• [Record excerpts]
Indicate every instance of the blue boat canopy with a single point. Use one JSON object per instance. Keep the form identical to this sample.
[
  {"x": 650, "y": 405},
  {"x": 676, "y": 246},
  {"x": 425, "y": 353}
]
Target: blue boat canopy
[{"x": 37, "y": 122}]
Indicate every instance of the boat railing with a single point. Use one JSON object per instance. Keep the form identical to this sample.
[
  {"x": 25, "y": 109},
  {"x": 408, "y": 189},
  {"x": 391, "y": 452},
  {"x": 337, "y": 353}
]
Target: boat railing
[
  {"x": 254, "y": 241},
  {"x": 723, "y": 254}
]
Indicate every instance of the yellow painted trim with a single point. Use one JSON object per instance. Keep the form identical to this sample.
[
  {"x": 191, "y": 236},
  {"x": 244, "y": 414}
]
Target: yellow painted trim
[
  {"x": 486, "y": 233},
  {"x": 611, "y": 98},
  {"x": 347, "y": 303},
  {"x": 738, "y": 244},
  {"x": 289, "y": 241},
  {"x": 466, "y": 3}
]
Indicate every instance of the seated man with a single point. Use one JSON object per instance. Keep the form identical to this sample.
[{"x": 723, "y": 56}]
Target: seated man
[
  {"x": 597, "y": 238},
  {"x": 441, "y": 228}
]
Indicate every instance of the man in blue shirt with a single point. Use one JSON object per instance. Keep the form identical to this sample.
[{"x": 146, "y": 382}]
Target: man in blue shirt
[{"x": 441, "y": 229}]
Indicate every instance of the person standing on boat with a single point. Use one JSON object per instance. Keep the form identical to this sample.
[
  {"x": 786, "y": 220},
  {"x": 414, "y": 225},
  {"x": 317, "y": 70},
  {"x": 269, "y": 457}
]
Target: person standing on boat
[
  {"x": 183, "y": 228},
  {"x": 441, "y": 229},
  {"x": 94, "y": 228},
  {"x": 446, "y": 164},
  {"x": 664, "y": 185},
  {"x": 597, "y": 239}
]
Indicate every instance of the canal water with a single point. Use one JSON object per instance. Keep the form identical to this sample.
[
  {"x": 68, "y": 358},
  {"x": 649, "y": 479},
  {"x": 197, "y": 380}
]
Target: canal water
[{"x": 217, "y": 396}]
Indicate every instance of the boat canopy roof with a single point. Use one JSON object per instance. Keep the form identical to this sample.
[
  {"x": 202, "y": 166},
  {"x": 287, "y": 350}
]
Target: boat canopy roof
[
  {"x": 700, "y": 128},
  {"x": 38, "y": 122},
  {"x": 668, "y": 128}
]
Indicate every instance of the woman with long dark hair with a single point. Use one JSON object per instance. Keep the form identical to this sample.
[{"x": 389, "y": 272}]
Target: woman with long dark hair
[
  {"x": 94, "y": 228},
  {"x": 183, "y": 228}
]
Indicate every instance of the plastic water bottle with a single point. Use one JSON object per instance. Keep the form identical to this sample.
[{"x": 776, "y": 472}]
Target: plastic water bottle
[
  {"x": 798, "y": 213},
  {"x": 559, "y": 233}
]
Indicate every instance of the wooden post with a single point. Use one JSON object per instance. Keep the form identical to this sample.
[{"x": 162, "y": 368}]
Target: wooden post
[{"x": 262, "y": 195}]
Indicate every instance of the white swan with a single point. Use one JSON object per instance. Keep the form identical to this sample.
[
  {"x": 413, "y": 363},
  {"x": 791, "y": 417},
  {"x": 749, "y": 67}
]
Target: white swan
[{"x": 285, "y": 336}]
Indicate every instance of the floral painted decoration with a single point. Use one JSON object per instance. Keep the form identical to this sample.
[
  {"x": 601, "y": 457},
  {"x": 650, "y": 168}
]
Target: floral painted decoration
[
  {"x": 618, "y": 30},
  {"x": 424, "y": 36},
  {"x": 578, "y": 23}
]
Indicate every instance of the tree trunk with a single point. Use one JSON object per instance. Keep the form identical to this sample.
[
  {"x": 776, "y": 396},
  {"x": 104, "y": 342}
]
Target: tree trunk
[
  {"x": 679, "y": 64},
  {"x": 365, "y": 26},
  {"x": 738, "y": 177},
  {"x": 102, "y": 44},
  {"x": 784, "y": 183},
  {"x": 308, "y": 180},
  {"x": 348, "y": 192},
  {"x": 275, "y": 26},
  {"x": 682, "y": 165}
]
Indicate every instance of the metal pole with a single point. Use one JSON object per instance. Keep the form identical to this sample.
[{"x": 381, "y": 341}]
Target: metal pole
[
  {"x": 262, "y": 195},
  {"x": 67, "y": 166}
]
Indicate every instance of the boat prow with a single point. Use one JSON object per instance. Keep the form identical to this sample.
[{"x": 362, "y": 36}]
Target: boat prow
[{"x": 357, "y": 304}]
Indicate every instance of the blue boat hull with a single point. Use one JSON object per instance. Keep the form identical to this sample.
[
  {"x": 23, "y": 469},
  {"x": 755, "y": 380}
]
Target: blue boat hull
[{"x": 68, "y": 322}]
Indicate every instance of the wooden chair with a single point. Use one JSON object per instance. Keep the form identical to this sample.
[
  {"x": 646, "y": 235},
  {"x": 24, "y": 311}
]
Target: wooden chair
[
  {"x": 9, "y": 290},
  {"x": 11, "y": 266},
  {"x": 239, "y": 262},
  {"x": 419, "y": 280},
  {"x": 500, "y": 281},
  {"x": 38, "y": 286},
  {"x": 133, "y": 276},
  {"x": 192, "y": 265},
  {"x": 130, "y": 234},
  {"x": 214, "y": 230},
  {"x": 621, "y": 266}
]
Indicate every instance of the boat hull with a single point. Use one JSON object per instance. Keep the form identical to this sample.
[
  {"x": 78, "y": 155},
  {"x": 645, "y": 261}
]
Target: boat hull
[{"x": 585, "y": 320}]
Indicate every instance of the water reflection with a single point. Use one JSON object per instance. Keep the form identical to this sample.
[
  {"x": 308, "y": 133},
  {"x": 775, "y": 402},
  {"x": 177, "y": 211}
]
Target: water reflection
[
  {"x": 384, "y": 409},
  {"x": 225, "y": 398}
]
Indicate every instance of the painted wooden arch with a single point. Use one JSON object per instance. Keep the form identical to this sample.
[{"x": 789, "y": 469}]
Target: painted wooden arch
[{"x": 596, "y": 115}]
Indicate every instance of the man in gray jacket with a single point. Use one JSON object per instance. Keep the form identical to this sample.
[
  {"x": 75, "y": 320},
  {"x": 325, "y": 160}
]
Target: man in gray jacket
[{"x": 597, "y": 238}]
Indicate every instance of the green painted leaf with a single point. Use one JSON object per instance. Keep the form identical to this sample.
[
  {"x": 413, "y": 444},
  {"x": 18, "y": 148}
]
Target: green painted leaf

• [Task goal]
The listing above must be transcribed exactly, line by line.

• [Task solution]
Indicate every instance of the blue boat canopy with a single point. Use one JSON object per instance. Keep the form identical to this sample.
[
  {"x": 650, "y": 405},
  {"x": 676, "y": 246},
  {"x": 425, "y": 353}
]
Target: blue boat canopy
[{"x": 37, "y": 122}]
Indicate every instance of the boat railing with a single point. Use one JSON object per instance. Keep the form identical to this sample.
[
  {"x": 25, "y": 109},
  {"x": 408, "y": 189},
  {"x": 391, "y": 452},
  {"x": 337, "y": 353}
]
Target: boat railing
[
  {"x": 254, "y": 241},
  {"x": 723, "y": 254}
]
Indicate every instance of the yellow painted trim with a single point. Use one JSON object per instance. Keep the form identical to this sample.
[
  {"x": 191, "y": 236},
  {"x": 244, "y": 414}
]
Target: yellow painted trim
[
  {"x": 486, "y": 233},
  {"x": 611, "y": 98},
  {"x": 347, "y": 303},
  {"x": 738, "y": 244},
  {"x": 289, "y": 241},
  {"x": 466, "y": 3}
]
Indicate every instance of the seated man with a single point. Use one JSON object per instance. Keep the form identical to this sample.
[{"x": 723, "y": 56}]
Target: seated man
[
  {"x": 597, "y": 238},
  {"x": 441, "y": 228}
]
Indicate every instance of the man in blue shirt with a single point. Use one JSON object per instance. Keep the form identical to this sample.
[{"x": 146, "y": 382}]
Target: man in blue shirt
[{"x": 441, "y": 229}]
Indicate every instance of the person standing on boat with a single point. Use one JSON object per instance. Keep the form identical to this sample.
[
  {"x": 786, "y": 220},
  {"x": 414, "y": 225},
  {"x": 317, "y": 70},
  {"x": 269, "y": 457}
]
Target: person standing on boat
[
  {"x": 183, "y": 228},
  {"x": 441, "y": 229},
  {"x": 94, "y": 228},
  {"x": 446, "y": 164},
  {"x": 664, "y": 185},
  {"x": 597, "y": 239}
]
Indicate every instance of the canal water with a single point. Use one JSON object per instance. Keep the form identical to this sample.
[
  {"x": 68, "y": 358},
  {"x": 649, "y": 479},
  {"x": 197, "y": 380}
]
Target: canal water
[{"x": 217, "y": 396}]
Indicate every instance of the boat canopy roof with a single point. Use one JSON object per instance. Keep the form identical to this sample.
[
  {"x": 202, "y": 166},
  {"x": 287, "y": 350}
]
Target: boat canopy roof
[
  {"x": 700, "y": 128},
  {"x": 38, "y": 122},
  {"x": 668, "y": 128}
]
Indicate every instance of the woman with long dark hair with a single point. Use one JSON object per instance. Keep the form identical to this sample.
[{"x": 389, "y": 272}]
Target: woman with long dark hair
[
  {"x": 94, "y": 228},
  {"x": 183, "y": 228}
]
Indicate every instance of the plastic water bottle with a single point. Use one JSON object per instance. Keep the form identical to this sample.
[{"x": 776, "y": 472}]
Target: plastic water bottle
[
  {"x": 798, "y": 213},
  {"x": 559, "y": 233}
]
Indicate every instance of the wooden post with a single point. Use one JSON object per instance. Keep the form identical to this sample.
[{"x": 162, "y": 368}]
Target: wooden post
[{"x": 262, "y": 195}]
Indicate every instance of the white swan with a single point. Use one JSON object per instance. Keep the form identical to this sample.
[
  {"x": 413, "y": 363},
  {"x": 791, "y": 417},
  {"x": 749, "y": 67}
]
Target: white swan
[{"x": 285, "y": 336}]
Indicate every instance of the floral painted decoration with a single point. Use one JSON object per instance. Keep the form identical to this sample.
[
  {"x": 601, "y": 457},
  {"x": 650, "y": 168}
]
Target: floral painted decoration
[
  {"x": 618, "y": 30},
  {"x": 424, "y": 36},
  {"x": 578, "y": 23}
]
Indicate every instance of the tree trunk with a single point. Use one JSON object per instance. Keep the form identical to this sample.
[
  {"x": 776, "y": 396},
  {"x": 104, "y": 342}
]
Target: tree trunk
[
  {"x": 679, "y": 64},
  {"x": 365, "y": 26},
  {"x": 738, "y": 177},
  {"x": 102, "y": 44},
  {"x": 784, "y": 183},
  {"x": 308, "y": 180},
  {"x": 348, "y": 192},
  {"x": 275, "y": 26},
  {"x": 682, "y": 165}
]
Indicate every instance of the metal pole with a single point. Use one JSON object per instance. Keep the form identical to this sample.
[{"x": 381, "y": 341}]
Target: metal pole
[
  {"x": 262, "y": 195},
  {"x": 67, "y": 166}
]
Indicate every instance of the boat prow with a single point. Use one JSON object per instance. Keep the form identical to this sample.
[{"x": 362, "y": 36}]
Target: boat prow
[{"x": 357, "y": 304}]
Indicate every instance of the blue boat hull with a single point. Use one JSON object per instance. Keep the form identical to this sample.
[
  {"x": 23, "y": 469},
  {"x": 755, "y": 380}
]
Target: blue boat hull
[{"x": 68, "y": 322}]
Indicate every instance of the wooden chair with a single point. Use one JSON object per instance. Keep the form identical to this sample.
[
  {"x": 646, "y": 235},
  {"x": 24, "y": 311}
]
Target: wooden chair
[
  {"x": 9, "y": 290},
  {"x": 11, "y": 266},
  {"x": 239, "y": 262},
  {"x": 419, "y": 280},
  {"x": 500, "y": 281},
  {"x": 38, "y": 286},
  {"x": 133, "y": 276},
  {"x": 192, "y": 265},
  {"x": 130, "y": 234},
  {"x": 214, "y": 230},
  {"x": 621, "y": 266}
]
Indicate every instance of the boat hull with a single point. Use one JSON object per instance. Keep the form identical to this sample.
[
  {"x": 78, "y": 155},
  {"x": 645, "y": 261}
]
Target: boat hull
[{"x": 585, "y": 320}]
Indicate every instance of the water reflection with a single point. Use one JSON object per instance. Keep the form identical to this sample.
[
  {"x": 308, "y": 133},
  {"x": 775, "y": 402},
  {"x": 177, "y": 211}
]
Target: water reflection
[
  {"x": 384, "y": 409},
  {"x": 225, "y": 398}
]
Indicate every instance of the painted wooden arch with a single point. Use one JSON object per instance. Keep the form identical to this sample.
[{"x": 789, "y": 469}]
Target: painted wooden arch
[{"x": 596, "y": 115}]
Indicate every instance of the man in gray jacket with a single point. Use one JSON object per instance. Keep the form identical to this sample.
[
  {"x": 75, "y": 320},
  {"x": 325, "y": 160}
]
Target: man in gray jacket
[{"x": 597, "y": 238}]
Indicate every instance of the green painted leaf with a single point. Use one JSON object per instance. Keep the form identical to this sample.
[
  {"x": 413, "y": 444},
  {"x": 18, "y": 148}
]
Target: green painted leaf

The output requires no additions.